DSP are Digital Signal Processors that tend to use Harvard or super Harvard architecture, with separate memory buses for X-, Y-, and program memory. These are optimised for processing long series of numbers, typically sampled signals from an ADC, low power consumption and hard real-time requirements. Typically a DSP is an accumulator based design tightly coupled to the MAC (Multiply and Accumulate) unit, which is the heart of the DSP. In a typical clock tick, the DSP loads a parameter from X-memory and a parameter from the Y-memory, multiplies these and sums this with the accumulator, while incrementing the pointers into X- and Y-memory. Optionally there is also a shift and rounding in every tick. The pointer incrementing typically takes place in the data address generators that serve to feed the MAC at maximum speed. A well known C equivalent is

A += *x++ * *y++

GPU are more recent design where competition drives towards an all out performance design no matter the thermal issues.

ISA Implementations

Processors

4 Bit Processors

These arrived in the early 1970's with Intel 4004, but were soon overtaken by 8-bit processors. This format still exists, is used in huge volume markets where cost is extremely sensitive and consequently these chips are remarkably cheap.

8 Bit Processors

These usually have 8 bit registers and a 16 bit program counter or instruction pointer (terminologies vary) and can access 64 KB memory. Most are accumulator based which worked well in the 1980's since in this era memory and CPUs were equally slow.

RCA 1802

This is a weird and wonderful processor implemented as bit serial architecture, which made it slow. It was popular for machines such as Cosmac ELF. The fabrication made it radiation resistant and it was also popular for satellites, and is still in production. A modern and compact machine is the 1802 Membership Card in the credit card form factor. Later RCA 1805 was introduced, using the single previously undefined opcode 0x68 as a prefix code and added several more new instructions.

CHIP-8 was a popular virtual processor or very low level language, popular on the 1802 platform, and fast enough for making games. It has been extended and ported to many platforms.

6502

The 6502 was introduced in 1975, and has one accumulator (A), two index registers (X and Y), a stack pointer (S) and a processor status (P), all 8 bit wide; plus a 16 bit program counter (PC). It also has a zero page that could be used as address registers. It entered the market at a much lower price than 6800 and quickly won a following. It was used in many popular computers of that era including Apple 2, BBC and Commodore 64. For all the limitations it was powerful enough in the hands of skilled programmers to power the first spreadsheet (VisiCalc) which was also the first killer application, as well as 3D space games with hidden line wireframe graphics such as Elite.

» INFORMATION PROVIDED:
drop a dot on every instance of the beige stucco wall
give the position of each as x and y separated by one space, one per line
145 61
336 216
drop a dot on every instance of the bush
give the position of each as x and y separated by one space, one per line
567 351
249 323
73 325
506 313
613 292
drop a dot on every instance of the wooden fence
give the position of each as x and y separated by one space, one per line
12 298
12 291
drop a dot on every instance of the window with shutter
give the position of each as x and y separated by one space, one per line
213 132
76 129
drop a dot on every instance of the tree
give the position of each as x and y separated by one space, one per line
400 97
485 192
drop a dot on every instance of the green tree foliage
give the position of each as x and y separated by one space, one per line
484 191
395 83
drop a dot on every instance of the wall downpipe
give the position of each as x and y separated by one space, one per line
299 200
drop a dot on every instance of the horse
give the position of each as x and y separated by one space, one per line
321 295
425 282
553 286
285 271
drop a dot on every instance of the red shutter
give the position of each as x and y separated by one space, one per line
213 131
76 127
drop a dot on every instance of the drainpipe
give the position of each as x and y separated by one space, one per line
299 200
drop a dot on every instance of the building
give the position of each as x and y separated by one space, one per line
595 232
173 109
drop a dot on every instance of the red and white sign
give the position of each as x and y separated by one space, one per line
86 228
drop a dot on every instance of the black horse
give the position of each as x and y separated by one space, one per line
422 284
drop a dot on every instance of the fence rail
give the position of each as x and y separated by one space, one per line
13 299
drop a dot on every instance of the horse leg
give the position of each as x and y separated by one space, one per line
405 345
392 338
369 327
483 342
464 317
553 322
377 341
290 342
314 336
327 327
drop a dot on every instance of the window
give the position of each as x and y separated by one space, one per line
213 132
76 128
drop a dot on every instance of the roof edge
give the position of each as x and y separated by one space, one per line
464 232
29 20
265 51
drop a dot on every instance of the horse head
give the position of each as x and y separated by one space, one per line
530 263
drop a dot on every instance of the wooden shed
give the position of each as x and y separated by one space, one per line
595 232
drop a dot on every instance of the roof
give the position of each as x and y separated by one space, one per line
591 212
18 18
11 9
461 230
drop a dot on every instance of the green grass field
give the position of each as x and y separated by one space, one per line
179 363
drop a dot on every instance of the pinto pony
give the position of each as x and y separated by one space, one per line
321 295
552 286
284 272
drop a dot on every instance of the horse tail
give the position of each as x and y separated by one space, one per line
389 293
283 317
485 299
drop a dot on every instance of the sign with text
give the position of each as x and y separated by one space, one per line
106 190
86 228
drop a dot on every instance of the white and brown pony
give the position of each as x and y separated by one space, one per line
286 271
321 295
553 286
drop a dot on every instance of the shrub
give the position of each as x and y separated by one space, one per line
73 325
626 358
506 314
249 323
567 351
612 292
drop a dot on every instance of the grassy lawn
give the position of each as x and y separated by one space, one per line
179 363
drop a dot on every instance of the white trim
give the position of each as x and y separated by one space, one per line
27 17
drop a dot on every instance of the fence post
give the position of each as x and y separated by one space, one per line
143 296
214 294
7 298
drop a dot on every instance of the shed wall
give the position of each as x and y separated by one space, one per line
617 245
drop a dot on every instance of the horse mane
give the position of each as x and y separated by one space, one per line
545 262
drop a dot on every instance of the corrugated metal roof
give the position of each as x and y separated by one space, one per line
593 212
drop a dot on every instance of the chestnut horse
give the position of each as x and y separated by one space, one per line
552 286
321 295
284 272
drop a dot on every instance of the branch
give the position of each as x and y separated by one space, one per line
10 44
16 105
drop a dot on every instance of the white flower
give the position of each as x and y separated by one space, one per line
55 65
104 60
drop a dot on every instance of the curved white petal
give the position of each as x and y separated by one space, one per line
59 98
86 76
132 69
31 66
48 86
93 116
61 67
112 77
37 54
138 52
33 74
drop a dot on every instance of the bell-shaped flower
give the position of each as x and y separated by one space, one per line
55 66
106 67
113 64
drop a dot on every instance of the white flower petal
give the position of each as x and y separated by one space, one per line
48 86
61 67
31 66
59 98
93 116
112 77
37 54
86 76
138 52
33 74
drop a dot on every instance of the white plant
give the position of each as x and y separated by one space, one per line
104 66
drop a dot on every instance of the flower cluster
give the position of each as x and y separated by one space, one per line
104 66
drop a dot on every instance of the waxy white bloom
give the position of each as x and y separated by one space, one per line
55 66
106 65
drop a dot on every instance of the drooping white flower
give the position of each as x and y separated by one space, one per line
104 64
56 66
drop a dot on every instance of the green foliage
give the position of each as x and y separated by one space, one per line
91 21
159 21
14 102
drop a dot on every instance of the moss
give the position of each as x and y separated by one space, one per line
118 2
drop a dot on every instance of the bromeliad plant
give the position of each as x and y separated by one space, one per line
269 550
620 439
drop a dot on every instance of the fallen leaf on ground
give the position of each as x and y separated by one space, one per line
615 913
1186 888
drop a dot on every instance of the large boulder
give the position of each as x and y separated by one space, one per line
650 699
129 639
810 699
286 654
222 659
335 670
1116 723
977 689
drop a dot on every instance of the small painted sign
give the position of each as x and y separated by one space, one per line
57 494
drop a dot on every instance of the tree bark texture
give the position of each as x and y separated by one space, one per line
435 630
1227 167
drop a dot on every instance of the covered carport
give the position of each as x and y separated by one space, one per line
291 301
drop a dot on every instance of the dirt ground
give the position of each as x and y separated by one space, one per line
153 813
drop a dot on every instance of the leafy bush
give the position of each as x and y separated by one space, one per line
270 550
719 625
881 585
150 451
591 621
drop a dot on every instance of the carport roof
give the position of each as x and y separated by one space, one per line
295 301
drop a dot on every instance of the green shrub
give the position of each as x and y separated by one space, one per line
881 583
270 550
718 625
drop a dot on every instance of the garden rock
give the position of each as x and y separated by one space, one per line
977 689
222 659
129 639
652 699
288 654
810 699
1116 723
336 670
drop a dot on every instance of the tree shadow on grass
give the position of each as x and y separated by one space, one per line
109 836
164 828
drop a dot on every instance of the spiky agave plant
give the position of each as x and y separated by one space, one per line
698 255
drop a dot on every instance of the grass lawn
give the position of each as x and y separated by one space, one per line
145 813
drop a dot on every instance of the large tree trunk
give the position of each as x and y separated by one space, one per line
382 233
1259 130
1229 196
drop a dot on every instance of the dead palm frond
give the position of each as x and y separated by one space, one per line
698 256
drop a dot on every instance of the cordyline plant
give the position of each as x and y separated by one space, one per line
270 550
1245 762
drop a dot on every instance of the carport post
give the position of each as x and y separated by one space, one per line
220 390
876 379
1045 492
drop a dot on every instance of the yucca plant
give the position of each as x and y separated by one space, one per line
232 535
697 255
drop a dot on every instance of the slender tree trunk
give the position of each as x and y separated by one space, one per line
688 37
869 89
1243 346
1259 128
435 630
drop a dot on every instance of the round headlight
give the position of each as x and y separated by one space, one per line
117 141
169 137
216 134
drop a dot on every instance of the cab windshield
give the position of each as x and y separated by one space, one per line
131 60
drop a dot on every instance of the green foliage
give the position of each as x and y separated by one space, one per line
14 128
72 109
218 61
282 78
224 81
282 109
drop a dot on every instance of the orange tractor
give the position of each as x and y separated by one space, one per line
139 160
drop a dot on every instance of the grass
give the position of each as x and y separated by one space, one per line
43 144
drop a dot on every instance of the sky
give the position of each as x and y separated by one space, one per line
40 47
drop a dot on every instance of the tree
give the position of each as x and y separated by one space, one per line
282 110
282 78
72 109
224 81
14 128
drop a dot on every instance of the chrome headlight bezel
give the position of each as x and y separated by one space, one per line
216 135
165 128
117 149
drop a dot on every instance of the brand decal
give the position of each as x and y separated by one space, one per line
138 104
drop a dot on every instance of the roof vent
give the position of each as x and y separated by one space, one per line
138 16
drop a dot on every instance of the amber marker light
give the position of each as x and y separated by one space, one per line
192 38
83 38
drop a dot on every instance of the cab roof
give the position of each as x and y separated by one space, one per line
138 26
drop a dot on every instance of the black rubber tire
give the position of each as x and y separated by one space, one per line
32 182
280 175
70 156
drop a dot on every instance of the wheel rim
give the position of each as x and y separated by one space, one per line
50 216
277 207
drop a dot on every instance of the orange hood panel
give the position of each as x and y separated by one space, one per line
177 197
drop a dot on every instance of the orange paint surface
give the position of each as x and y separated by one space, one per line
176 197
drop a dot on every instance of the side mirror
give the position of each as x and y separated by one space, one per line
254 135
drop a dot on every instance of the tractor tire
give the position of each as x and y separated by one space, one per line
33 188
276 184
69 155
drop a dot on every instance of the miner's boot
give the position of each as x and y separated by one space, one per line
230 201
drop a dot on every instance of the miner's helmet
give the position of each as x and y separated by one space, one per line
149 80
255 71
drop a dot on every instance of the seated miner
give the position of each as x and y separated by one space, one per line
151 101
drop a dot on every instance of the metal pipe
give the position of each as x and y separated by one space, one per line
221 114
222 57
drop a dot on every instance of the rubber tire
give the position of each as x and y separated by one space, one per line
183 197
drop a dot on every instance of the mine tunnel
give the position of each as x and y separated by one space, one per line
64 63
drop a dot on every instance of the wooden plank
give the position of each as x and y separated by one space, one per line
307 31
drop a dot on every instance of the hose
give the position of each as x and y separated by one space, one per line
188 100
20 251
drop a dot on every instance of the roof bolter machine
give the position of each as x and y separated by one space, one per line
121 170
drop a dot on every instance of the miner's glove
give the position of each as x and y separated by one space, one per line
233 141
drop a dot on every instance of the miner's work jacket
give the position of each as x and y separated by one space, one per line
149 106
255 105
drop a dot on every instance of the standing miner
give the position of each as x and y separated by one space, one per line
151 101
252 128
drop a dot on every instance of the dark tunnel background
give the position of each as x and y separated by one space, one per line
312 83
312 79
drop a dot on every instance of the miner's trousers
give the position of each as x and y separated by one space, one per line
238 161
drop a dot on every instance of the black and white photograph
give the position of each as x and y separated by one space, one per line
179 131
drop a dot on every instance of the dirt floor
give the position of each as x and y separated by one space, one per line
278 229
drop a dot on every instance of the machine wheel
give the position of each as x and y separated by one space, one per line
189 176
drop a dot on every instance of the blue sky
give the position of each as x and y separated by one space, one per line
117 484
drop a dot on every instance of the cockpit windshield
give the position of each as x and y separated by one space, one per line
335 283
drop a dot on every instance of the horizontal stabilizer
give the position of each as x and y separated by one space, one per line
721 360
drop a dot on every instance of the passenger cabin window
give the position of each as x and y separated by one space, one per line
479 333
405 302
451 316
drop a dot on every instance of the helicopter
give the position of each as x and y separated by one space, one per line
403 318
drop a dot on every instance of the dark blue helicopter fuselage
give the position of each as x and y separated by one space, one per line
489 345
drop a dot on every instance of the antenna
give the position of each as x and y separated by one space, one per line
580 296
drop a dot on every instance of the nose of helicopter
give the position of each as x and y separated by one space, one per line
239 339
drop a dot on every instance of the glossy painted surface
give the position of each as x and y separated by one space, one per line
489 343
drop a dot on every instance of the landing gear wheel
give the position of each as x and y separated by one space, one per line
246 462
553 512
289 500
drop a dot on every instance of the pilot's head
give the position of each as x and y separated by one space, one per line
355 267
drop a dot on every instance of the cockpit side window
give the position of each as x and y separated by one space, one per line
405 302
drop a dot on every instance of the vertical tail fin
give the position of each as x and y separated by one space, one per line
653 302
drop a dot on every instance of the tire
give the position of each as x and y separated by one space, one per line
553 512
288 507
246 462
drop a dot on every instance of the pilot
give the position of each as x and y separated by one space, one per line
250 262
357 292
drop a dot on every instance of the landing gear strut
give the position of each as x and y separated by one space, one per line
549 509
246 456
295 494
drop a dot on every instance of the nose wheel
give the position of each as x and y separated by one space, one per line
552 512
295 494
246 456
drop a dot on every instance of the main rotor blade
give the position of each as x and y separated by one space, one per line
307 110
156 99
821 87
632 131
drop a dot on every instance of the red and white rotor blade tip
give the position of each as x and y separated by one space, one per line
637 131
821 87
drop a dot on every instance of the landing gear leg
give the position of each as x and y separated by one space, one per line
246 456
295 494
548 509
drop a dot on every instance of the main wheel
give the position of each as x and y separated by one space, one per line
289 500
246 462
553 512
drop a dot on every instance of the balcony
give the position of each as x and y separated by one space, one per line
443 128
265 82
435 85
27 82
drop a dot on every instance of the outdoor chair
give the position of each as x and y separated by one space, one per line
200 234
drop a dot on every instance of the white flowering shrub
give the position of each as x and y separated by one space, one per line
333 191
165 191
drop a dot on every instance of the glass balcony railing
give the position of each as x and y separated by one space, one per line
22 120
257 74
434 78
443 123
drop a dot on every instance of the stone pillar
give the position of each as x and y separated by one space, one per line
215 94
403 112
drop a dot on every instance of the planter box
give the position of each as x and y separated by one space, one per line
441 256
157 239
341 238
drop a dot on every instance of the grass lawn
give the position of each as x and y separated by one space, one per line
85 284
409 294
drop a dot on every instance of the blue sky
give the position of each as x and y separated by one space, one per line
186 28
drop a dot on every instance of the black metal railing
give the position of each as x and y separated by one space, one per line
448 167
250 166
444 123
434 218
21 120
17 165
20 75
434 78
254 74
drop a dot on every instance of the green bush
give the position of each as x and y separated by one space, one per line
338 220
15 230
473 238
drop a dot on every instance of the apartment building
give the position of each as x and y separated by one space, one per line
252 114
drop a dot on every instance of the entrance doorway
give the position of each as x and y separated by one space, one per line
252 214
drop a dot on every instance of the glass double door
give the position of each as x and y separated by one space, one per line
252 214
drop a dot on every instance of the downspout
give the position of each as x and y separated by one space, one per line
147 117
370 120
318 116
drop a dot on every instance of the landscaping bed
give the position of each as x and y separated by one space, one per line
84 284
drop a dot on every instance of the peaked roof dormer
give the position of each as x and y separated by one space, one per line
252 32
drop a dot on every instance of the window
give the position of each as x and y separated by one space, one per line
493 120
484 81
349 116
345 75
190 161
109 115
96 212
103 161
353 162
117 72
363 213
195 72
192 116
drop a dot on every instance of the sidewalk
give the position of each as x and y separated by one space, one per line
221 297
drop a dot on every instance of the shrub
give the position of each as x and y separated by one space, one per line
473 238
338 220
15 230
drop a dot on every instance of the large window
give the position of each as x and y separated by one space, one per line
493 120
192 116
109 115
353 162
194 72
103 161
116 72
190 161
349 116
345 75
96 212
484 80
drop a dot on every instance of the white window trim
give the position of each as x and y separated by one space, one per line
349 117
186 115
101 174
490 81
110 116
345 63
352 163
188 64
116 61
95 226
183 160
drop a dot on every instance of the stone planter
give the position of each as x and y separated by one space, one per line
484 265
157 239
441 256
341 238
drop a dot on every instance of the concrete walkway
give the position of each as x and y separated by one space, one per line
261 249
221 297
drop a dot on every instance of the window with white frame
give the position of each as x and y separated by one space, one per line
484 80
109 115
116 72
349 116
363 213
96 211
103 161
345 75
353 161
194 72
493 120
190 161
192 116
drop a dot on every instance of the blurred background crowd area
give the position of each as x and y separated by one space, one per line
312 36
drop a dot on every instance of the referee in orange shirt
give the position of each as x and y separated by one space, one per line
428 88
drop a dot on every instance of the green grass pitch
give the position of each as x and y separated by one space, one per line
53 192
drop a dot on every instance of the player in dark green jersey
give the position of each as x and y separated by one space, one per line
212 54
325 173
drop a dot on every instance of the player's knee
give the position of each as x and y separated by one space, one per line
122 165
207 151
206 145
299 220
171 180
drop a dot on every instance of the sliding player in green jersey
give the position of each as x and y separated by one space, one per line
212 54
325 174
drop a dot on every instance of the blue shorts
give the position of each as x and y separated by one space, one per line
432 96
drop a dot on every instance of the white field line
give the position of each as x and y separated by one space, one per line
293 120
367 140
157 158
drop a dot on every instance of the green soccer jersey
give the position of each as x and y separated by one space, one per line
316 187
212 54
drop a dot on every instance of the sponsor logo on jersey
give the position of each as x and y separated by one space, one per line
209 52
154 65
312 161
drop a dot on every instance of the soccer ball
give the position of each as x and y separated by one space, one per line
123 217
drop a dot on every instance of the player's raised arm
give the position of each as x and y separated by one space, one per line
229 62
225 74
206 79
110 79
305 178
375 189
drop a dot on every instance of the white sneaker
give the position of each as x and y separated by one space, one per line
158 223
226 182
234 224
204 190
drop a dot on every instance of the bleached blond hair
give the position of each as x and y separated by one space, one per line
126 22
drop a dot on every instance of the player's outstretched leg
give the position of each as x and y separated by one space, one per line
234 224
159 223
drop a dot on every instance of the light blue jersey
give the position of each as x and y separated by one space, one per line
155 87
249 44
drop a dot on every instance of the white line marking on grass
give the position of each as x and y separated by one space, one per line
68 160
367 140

» WHAT IS BEING ASKED:
Rename "program counter" as "PC register" in the processor notes, and give the passage starting with "8 Bit Processors" and going on through "were equally slow." again with that change. The material plays no part in what follows.

» RESULT:
8 Bit Processors

These usually have 8 bit registers and a 16 bit PC register or instruction pointer (terminologies vary) and can access 64 KB memory. Most are accumulator based which worked well in the 1980's since in this era memory and CPUs were equally slow.